◆ **Aim of the exercise**: Present every line of the listing below as a Markdown table with two columns, Number and Line, numbering the rows in order and omitting blank lines. Leave the pictures out of your answer.

◆ **Input material**:
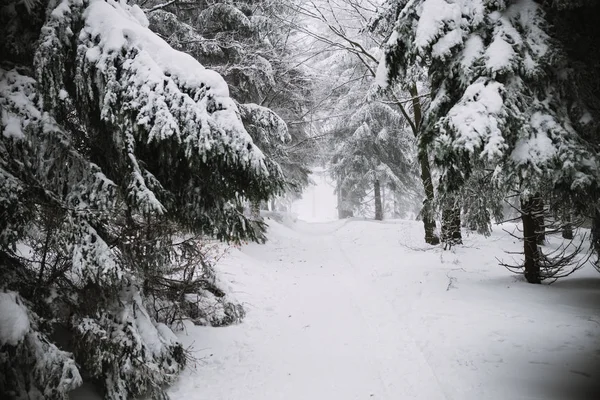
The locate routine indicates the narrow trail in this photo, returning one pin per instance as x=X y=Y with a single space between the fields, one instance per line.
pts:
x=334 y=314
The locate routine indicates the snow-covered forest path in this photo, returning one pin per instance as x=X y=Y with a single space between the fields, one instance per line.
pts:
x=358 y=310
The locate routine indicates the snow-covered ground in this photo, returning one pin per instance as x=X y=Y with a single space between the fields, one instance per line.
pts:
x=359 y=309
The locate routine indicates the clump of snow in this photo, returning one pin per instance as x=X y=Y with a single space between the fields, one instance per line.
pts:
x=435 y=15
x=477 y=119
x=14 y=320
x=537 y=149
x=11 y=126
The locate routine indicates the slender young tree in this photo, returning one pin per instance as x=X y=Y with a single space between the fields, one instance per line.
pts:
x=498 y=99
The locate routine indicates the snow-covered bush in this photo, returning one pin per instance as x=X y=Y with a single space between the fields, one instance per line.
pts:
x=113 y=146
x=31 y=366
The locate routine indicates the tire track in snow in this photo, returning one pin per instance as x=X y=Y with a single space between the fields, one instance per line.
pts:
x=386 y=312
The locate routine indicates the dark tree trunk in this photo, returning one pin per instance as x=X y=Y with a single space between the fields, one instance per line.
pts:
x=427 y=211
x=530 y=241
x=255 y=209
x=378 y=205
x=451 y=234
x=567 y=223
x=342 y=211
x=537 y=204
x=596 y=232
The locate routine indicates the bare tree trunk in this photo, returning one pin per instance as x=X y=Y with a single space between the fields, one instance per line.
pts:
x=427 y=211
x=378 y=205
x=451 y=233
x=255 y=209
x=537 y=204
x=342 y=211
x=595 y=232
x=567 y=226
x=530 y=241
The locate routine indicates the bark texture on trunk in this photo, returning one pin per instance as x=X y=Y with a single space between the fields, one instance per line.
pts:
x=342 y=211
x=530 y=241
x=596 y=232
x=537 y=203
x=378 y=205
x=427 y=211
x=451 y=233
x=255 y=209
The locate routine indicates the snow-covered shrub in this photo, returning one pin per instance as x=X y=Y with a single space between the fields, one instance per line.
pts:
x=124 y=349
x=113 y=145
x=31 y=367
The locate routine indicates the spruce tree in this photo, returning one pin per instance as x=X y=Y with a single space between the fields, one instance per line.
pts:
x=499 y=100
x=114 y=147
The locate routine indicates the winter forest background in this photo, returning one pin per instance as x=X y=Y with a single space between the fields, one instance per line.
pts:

◆ **Response to this task**:
| Number | Line |
|---|---|
| 1 | The locate routine indicates the narrow trail in this photo, returning one pin per instance as x=X y=Y with a single space between the fields, one instance per line. |
| 2 | pts: |
| 3 | x=334 y=314 |
| 4 | The locate routine indicates the snow-covered forest path in this photo, returning one pin per instance as x=X y=Y with a single space between the fields, one instance per line. |
| 5 | pts: |
| 6 | x=358 y=310 |
| 7 | The locate routine indicates the snow-covered ground in this photo, returning one pin per instance as x=X y=Y with a single space between the fields, one instance per line. |
| 8 | pts: |
| 9 | x=359 y=309 |
| 10 | The locate routine indicates the clump of snow in this photo, returning one pin per instance as x=X y=Y with a single space between the fields, one instance per line. |
| 11 | pts: |
| 12 | x=435 y=15 |
| 13 | x=477 y=119 |
| 14 | x=14 y=320 |
| 15 | x=537 y=149 |
| 16 | x=11 y=126 |
| 17 | The locate routine indicates the slender young tree in this photo, returning one pin per instance as x=X y=Y with a single space between the fields, one instance per line. |
| 18 | pts: |
| 19 | x=498 y=99 |
| 20 | The locate routine indicates the snow-covered bush in this photo, returning one pin per instance as x=X y=Y with a single space between the fields, one instance per line. |
| 21 | pts: |
| 22 | x=113 y=146 |
| 23 | x=31 y=366 |
| 24 | The locate routine indicates the tire track in snow in this photo, returning one pin per instance as x=X y=Y with a single space between the fields, one instance per line. |
| 25 | pts: |
| 26 | x=386 y=312 |
| 27 | The locate routine indicates the dark tree trunk in this photo, returning one pin per instance as x=X y=Y with a single space between the fields, one instance per line. |
| 28 | pts: |
| 29 | x=427 y=211 |
| 30 | x=530 y=241 |
| 31 | x=255 y=209 |
| 32 | x=378 y=205 |
| 33 | x=451 y=234 |
| 34 | x=567 y=223 |
| 35 | x=342 y=211 |
| 36 | x=537 y=204 |
| 37 | x=596 y=232 |
| 38 | The locate routine indicates the bare tree trunk in this photo, returning one pin per instance as x=X y=Y with a single space between the fields, one instance per line. |
| 39 | pts: |
| 40 | x=427 y=211 |
| 41 | x=378 y=205 |
| 42 | x=451 y=233 |
| 43 | x=255 y=209 |
| 44 | x=537 y=204 |
| 45 | x=342 y=211 |
| 46 | x=595 y=232 |
| 47 | x=567 y=226 |
| 48 | x=530 y=241 |
| 49 | The locate routine indicates the bark texture on trunk in this photo, returning one pin per instance as x=X y=Y with a single space between the fields, one instance per line. |
| 50 | pts: |
| 51 | x=342 y=211 |
| 52 | x=530 y=241 |
| 53 | x=596 y=232 |
| 54 | x=537 y=203 |
| 55 | x=378 y=205 |
| 56 | x=427 y=211 |
| 57 | x=451 y=233 |
| 58 | x=255 y=209 |
| 59 | The locate routine indicates the snow-covered shrub in this photo, returning one pin per instance as x=X y=Y with a single space between the fields, one instance per line. |
| 60 | pts: |
| 61 | x=124 y=349 |
| 62 | x=113 y=145 |
| 63 | x=31 y=367 |
| 64 | The locate routine indicates the spruce tree in this photo, returning one pin per instance as x=X y=Y with a single space between the fields, one instance per line. |
| 65 | pts: |
| 66 | x=499 y=100 |
| 67 | x=114 y=147 |
| 68 | The locate routine indicates the winter forest background in this photo, returning one pin per instance as x=X y=Y with a single space between the fields, one instance per line. |
| 69 | pts: |